>>>>

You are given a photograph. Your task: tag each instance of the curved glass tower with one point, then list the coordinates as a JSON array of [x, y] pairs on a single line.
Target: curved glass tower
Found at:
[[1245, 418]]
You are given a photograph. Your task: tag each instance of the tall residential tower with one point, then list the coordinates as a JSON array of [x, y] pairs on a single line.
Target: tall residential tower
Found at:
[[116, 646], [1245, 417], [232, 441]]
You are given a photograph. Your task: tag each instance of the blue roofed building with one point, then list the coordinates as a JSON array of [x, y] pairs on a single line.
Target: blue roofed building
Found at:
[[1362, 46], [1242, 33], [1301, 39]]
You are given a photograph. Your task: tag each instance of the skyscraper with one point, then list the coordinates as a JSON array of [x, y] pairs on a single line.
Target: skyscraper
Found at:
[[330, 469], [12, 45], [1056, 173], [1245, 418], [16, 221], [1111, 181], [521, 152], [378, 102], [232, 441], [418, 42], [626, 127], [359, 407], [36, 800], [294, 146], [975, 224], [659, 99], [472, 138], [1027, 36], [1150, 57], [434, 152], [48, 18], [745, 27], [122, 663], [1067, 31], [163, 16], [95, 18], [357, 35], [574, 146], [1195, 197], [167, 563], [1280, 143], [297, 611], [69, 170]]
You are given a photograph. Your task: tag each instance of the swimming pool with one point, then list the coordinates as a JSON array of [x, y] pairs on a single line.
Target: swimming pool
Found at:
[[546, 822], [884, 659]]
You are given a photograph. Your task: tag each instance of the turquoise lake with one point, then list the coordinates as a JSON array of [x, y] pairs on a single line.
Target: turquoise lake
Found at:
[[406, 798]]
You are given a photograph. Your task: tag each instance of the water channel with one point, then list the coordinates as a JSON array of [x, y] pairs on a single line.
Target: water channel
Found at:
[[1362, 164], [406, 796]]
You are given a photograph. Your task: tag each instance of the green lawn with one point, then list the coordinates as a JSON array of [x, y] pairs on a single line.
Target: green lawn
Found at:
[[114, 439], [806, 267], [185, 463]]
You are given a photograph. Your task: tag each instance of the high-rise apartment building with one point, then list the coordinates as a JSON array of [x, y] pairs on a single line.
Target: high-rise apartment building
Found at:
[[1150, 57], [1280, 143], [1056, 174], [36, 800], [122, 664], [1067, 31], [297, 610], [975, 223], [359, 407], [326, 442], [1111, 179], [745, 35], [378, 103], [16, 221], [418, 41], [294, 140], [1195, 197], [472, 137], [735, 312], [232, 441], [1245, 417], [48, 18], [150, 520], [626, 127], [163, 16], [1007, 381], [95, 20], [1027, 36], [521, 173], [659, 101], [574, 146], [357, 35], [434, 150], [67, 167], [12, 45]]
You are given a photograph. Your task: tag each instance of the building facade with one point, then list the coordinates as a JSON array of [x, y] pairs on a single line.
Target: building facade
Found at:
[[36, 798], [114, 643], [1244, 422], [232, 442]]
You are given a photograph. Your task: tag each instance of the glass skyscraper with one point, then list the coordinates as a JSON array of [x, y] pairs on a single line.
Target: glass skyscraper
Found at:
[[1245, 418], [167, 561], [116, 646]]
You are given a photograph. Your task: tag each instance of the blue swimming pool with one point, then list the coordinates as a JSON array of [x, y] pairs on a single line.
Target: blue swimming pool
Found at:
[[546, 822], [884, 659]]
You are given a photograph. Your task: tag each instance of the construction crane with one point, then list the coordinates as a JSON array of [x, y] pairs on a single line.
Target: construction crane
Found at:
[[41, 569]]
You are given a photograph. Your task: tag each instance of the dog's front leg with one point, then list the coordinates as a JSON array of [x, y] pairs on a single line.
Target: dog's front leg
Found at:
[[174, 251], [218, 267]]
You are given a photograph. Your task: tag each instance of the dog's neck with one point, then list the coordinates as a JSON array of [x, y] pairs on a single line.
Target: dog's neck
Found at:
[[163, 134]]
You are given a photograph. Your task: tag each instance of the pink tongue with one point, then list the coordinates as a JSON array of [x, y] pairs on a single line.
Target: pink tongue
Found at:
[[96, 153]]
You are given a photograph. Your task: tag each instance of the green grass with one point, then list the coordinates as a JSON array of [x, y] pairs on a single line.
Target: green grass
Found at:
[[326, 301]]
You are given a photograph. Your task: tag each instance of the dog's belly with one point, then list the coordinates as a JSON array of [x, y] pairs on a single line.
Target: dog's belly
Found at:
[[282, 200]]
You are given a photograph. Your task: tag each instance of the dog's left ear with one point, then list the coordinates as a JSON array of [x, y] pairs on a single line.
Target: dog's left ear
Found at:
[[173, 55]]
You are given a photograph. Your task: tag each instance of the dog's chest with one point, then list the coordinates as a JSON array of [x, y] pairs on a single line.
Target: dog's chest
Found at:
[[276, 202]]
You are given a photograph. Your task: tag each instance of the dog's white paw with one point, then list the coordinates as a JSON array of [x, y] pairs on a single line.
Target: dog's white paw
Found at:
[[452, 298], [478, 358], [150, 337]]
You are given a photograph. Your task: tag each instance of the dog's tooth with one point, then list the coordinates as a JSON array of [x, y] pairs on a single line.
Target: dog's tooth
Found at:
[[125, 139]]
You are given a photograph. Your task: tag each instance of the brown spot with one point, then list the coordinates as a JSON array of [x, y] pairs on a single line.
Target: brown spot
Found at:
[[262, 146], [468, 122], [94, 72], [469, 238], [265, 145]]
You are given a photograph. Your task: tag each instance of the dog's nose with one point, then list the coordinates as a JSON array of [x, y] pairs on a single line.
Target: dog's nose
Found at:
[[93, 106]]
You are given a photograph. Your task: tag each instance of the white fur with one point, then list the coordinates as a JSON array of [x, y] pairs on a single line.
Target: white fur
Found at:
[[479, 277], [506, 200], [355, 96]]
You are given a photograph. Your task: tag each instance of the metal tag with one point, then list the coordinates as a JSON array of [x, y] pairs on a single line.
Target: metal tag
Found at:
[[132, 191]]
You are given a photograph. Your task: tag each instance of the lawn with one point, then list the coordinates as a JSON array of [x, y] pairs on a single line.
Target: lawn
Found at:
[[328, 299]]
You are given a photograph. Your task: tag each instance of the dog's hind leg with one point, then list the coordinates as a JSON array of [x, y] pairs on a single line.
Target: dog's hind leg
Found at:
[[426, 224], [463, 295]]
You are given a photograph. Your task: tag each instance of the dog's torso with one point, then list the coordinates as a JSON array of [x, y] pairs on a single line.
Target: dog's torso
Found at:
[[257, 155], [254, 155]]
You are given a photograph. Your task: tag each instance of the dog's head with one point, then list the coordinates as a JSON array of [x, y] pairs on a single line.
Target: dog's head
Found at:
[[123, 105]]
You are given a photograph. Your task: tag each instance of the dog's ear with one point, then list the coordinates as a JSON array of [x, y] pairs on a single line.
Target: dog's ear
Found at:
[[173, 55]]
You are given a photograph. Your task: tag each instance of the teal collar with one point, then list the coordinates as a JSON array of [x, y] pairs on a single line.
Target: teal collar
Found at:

<<<<

Convert the data into a Markdown table with the columns "Row" and "Line", starting at the line that contains "of the tall" and stopping after the line that contains "[[1362, 46], [1242, 33], [1301, 39]]". Number each row and leave out blank lines.

*Exercise solution*.
| Row | Line |
|---|---|
| 1 | You are given a photograph. Your task: tag each instance of the tall residential tower with one point, then list the coordinates as a JSON array of [x, y] pairs on a single line. |
| 2 | Target: tall residential tower |
| 3 | Found at: |
| 4 | [[116, 646], [1245, 417], [232, 441]] |
| 5 | You are given a photograph. Your task: tag each instance of the blue roofed building with one point, then list the coordinates as a JSON array of [x, y] pairs on a single line. |
| 6 | Target: blue roofed building |
| 7 | Found at: |
| 8 | [[1362, 46], [1242, 33], [1301, 39]] |